═══ MATERIAL SHOWN ═══
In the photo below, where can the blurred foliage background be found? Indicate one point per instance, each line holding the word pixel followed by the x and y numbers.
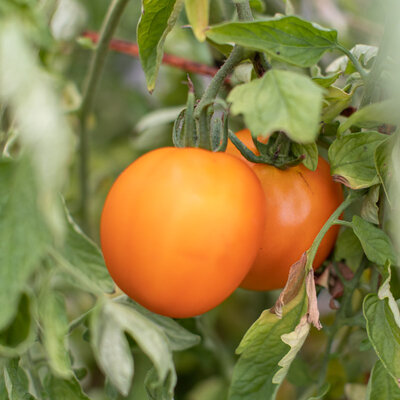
pixel 119 134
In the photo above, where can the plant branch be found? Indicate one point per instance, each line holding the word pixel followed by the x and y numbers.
pixel 96 66
pixel 343 223
pixel 259 60
pixel 328 224
pixel 340 319
pixel 132 49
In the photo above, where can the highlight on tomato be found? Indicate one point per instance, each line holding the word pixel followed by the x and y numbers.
pixel 298 202
pixel 181 228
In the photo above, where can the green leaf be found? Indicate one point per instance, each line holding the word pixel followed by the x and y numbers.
pixel 372 116
pixel 158 117
pixel 336 100
pixel 280 100
pixel 43 128
pixel 375 242
pixel 82 258
pixel 270 345
pixel 179 338
pixel 369 208
pixel 289 39
pixel 109 325
pixel 21 333
pixel 54 324
pixel 382 386
pixel 326 81
pixel 310 151
pixel 58 388
pixel 157 20
pixel 289 9
pixel 16 382
pixel 23 234
pixel 383 326
pixel 197 13
pixel 322 392
pixel 382 160
pixel 348 248
pixel 352 159
pixel 257 5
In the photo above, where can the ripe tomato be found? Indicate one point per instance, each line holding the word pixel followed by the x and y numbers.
pixel 181 228
pixel 298 203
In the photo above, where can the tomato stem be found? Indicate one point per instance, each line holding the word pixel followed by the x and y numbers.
pixel 328 224
pixel 343 223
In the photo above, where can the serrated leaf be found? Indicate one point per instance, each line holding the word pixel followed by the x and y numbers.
pixel 197 12
pixel 58 388
pixel 383 326
pixel 54 324
pixel 179 338
pixel 352 159
pixel 82 258
pixel 109 325
pixel 23 234
pixel 20 334
pixel 372 116
pixel 157 20
pixel 369 208
pixel 16 381
pixel 280 100
pixel 381 385
pixel 265 355
pixel 310 151
pixel 375 241
pixel 348 248
pixel 289 39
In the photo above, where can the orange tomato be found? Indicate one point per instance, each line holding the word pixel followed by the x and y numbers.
pixel 298 203
pixel 181 228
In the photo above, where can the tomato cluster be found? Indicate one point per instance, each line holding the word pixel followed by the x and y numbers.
pixel 181 229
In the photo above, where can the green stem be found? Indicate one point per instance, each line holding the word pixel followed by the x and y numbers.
pixel 200 113
pixel 343 223
pixel 96 66
pixel 213 88
pixel 259 60
pixel 340 319
pixel 355 62
pixel 32 369
pixel 328 224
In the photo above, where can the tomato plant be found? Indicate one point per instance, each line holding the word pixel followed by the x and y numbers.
pixel 179 223
pixel 131 107
pixel 298 203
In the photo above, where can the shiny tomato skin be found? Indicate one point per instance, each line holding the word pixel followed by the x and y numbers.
pixel 181 228
pixel 298 203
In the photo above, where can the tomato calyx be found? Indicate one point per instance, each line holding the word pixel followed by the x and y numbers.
pixel 209 132
pixel 276 152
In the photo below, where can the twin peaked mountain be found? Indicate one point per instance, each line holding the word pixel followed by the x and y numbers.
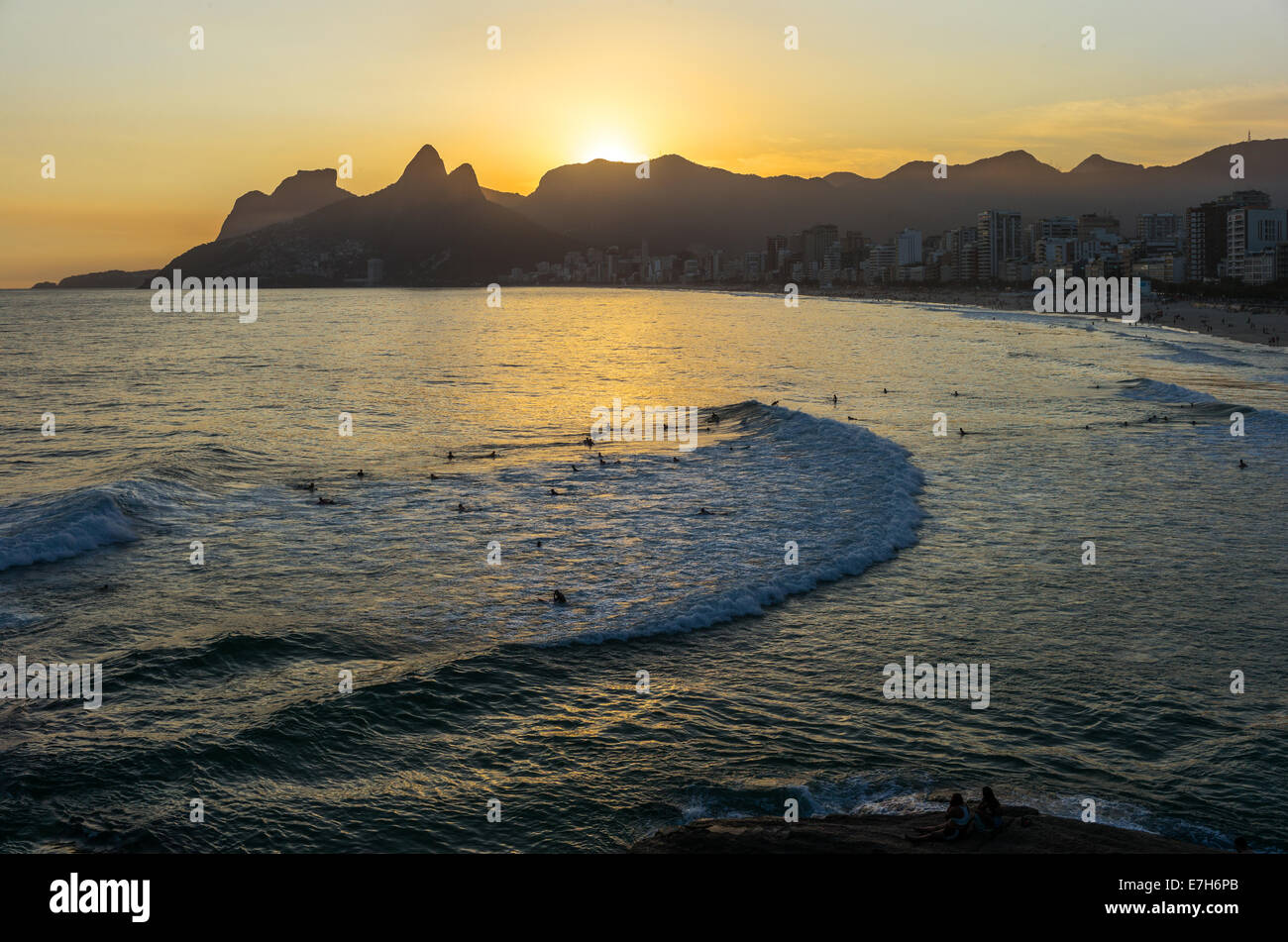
pixel 438 228
pixel 428 228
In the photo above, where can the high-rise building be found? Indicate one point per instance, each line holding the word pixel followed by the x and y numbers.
pixel 910 248
pixel 1090 222
pixel 1253 232
pixel 1206 228
pixel 818 240
pixel 999 240
pixel 1158 227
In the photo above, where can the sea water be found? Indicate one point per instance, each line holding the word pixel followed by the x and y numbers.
pixel 711 663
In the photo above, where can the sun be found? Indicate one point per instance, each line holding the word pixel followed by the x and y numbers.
pixel 609 149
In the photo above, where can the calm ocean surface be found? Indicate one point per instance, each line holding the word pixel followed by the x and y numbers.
pixel 220 680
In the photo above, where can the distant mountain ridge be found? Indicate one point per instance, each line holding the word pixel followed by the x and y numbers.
pixel 295 196
pixel 426 228
pixel 686 205
pixel 432 227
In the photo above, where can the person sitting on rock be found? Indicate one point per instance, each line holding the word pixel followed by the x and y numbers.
pixel 953 829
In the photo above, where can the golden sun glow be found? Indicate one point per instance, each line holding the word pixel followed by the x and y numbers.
pixel 610 149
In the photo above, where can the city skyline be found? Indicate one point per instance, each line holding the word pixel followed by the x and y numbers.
pixel 154 139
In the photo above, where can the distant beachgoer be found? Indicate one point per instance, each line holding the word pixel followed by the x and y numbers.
pixel 956 826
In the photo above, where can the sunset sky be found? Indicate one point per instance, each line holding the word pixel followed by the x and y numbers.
pixel 154 141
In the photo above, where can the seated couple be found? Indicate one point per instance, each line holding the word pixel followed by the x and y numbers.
pixel 987 817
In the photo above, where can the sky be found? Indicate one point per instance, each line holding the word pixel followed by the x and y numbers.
pixel 154 141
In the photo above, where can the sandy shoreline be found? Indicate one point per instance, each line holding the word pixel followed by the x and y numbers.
pixel 1249 322
pixel 885 834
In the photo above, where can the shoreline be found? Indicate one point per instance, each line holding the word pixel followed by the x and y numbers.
pixel 1253 322
pixel 1248 322
pixel 885 834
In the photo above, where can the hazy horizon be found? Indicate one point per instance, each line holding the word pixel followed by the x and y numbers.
pixel 155 141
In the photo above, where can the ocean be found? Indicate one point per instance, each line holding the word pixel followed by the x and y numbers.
pixel 704 663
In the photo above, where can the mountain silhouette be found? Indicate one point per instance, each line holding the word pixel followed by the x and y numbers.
pixel 426 228
pixel 295 196
pixel 684 205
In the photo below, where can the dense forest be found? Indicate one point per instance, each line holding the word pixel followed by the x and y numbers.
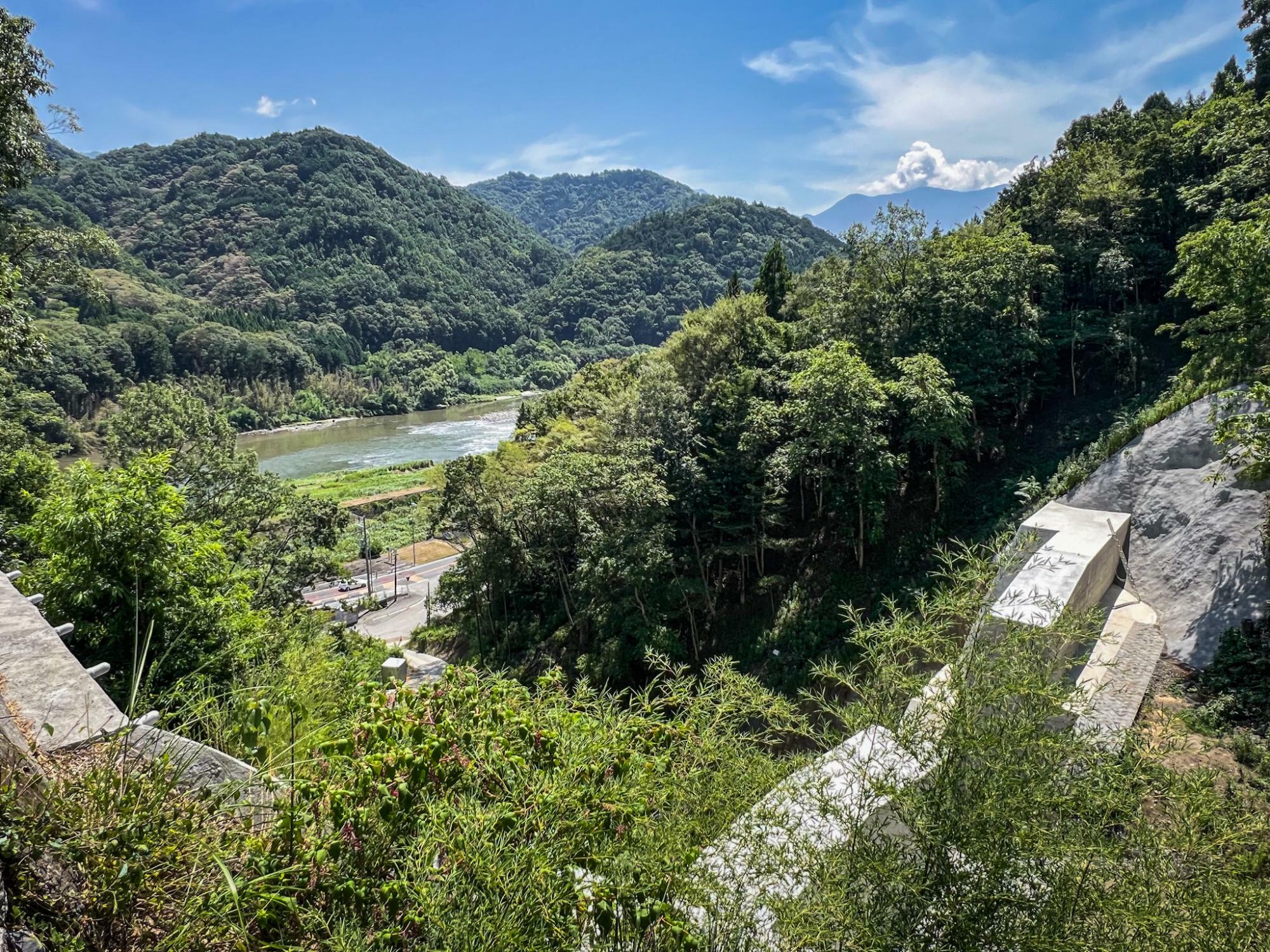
pixel 695 565
pixel 726 492
pixel 577 211
pixel 317 223
pixel 309 276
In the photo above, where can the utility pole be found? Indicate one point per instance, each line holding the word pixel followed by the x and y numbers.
pixel 366 553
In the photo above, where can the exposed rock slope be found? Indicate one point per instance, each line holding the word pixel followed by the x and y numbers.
pixel 1196 549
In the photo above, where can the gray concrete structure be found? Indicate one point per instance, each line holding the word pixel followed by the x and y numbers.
pixel 54 704
pixel 1196 548
pixel 44 684
pixel 1065 559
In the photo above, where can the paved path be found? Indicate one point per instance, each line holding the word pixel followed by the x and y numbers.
pixel 417 579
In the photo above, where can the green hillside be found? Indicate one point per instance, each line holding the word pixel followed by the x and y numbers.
pixel 643 279
pixel 318 225
pixel 577 211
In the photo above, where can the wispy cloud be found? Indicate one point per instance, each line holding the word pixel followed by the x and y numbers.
pixel 274 109
pixel 993 111
pixel 562 153
pixel 773 194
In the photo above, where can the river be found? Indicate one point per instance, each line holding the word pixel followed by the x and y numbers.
pixel 380 441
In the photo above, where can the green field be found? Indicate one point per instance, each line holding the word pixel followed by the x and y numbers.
pixel 355 484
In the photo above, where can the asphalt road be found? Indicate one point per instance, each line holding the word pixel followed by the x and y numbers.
pixel 394 623
pixel 415 578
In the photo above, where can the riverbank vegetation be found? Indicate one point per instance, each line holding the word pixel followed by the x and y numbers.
pixel 693 569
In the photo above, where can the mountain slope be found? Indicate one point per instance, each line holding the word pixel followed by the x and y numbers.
pixel 576 211
pixel 943 208
pixel 645 277
pixel 316 224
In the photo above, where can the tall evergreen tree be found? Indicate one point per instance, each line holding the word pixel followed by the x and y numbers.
pixel 774 280
pixel 1257 20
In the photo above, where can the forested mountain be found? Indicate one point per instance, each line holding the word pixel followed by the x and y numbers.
pixel 690 572
pixel 641 280
pixel 317 225
pixel 576 211
pixel 940 206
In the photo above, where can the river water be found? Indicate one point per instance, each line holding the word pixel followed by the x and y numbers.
pixel 380 441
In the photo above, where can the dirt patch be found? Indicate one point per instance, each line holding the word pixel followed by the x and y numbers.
pixel 429 552
pixel 1168 736
pixel 387 497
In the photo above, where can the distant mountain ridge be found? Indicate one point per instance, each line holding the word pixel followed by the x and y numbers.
pixel 643 279
pixel 577 211
pixel 943 208
pixel 316 224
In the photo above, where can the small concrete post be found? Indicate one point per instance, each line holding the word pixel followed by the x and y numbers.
pixel 394 671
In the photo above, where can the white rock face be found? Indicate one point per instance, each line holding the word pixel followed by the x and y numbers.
pixel 1194 548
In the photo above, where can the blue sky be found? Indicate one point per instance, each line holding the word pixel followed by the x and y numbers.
pixel 791 103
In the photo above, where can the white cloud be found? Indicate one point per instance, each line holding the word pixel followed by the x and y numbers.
pixel 926 166
pixel 801 59
pixel 274 109
pixel 572 153
pixel 904 15
pixel 996 110
pixel 270 107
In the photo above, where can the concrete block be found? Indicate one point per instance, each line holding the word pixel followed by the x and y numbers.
pixel 424 668
pixel 45 684
pixel 769 852
pixel 1069 559
pixel 394 671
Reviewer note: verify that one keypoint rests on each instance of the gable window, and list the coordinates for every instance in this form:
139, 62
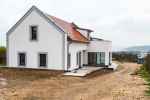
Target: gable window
22, 59
33, 32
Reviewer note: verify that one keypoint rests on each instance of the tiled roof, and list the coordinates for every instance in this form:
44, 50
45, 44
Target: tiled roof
70, 28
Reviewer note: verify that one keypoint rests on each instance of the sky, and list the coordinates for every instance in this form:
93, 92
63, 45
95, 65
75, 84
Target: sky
124, 22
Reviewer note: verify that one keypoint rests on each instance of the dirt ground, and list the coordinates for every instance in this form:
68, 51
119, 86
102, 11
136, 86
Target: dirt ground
100, 85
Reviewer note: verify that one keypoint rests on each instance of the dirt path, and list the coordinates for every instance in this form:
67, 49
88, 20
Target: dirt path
119, 85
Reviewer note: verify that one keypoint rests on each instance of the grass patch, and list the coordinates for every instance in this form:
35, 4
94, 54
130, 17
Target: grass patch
23, 76
146, 76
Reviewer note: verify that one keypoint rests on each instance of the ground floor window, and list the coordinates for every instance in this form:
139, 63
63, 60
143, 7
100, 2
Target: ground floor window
69, 60
96, 58
22, 59
42, 59
110, 56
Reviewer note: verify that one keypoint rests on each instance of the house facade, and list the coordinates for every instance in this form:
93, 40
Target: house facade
42, 41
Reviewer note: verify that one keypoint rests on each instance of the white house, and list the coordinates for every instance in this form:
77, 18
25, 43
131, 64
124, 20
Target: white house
39, 40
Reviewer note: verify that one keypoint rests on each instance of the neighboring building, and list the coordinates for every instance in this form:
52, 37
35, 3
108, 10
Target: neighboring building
42, 41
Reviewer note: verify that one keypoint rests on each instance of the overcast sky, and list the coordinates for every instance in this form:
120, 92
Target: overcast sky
124, 22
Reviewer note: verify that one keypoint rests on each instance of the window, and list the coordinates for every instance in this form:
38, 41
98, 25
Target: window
33, 32
42, 60
96, 58
22, 59
69, 59
110, 56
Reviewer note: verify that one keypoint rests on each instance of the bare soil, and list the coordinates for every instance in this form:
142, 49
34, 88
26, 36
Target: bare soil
47, 85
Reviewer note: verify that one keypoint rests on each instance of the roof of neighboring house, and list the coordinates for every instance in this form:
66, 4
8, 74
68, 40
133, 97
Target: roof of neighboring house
70, 28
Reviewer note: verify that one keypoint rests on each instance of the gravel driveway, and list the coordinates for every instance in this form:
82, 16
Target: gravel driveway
100, 85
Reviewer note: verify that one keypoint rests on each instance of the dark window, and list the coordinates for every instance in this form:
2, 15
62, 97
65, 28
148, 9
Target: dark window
22, 59
69, 58
96, 58
110, 56
33, 30
43, 60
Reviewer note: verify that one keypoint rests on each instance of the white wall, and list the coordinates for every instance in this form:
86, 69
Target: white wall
84, 33
50, 40
100, 46
73, 49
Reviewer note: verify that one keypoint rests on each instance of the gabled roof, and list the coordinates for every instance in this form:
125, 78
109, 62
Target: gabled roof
66, 27
70, 28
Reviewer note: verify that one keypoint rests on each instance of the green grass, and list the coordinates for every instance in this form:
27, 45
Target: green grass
146, 76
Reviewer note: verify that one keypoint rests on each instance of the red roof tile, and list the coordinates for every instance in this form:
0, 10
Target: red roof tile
70, 29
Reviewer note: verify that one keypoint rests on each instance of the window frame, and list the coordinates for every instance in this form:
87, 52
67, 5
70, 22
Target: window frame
46, 60
18, 59
37, 32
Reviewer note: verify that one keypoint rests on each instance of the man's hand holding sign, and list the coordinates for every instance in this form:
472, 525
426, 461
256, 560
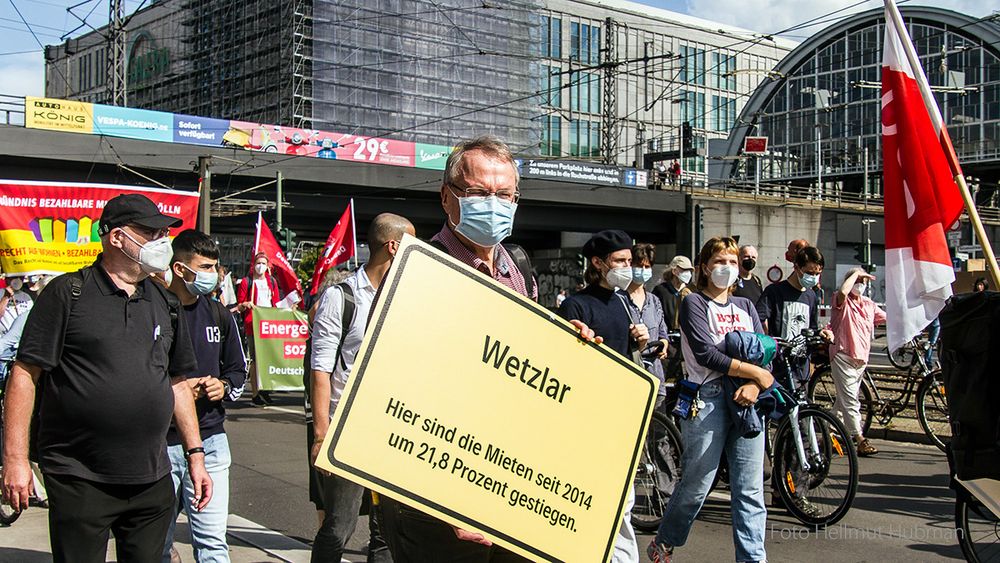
═══
■ WORK TO BE COMPLETED
Starting at the line with "of the gabled" and stopping at the final line of the material, reproduce each line exactly, both ends included. Leave the pictures out.

■ ANSWER AREA
Reviewer note: verify that one keypoint rests on each instance of the gabled roof, and list the coordinates for every instance in this form:
125, 78
109, 62
Target: gabled roof
66, 27
70, 28
Reviewer note: verify that one keypoint rests on each instance of the green grass, and list the coordinates for every instance in this form:
27, 45
Target: green grass
146, 76
Reviewer note: verify that one keypoint rests on each instance of the red roof tile, and list the coordinates for every instance in this form:
0, 10
Target: red roof tile
70, 29
Reviewer note: verify that one keypoint rests on each instance of the window frame, and list the coordinates for every instance in this form:
87, 52
67, 5
70, 22
Target: window frame
46, 60
18, 59
37, 32
Reviewer note: verify that one keypoint rests on each instance of the man's hand holding sign, and list the coordinates for every instance in this form:
472, 525
426, 461
256, 560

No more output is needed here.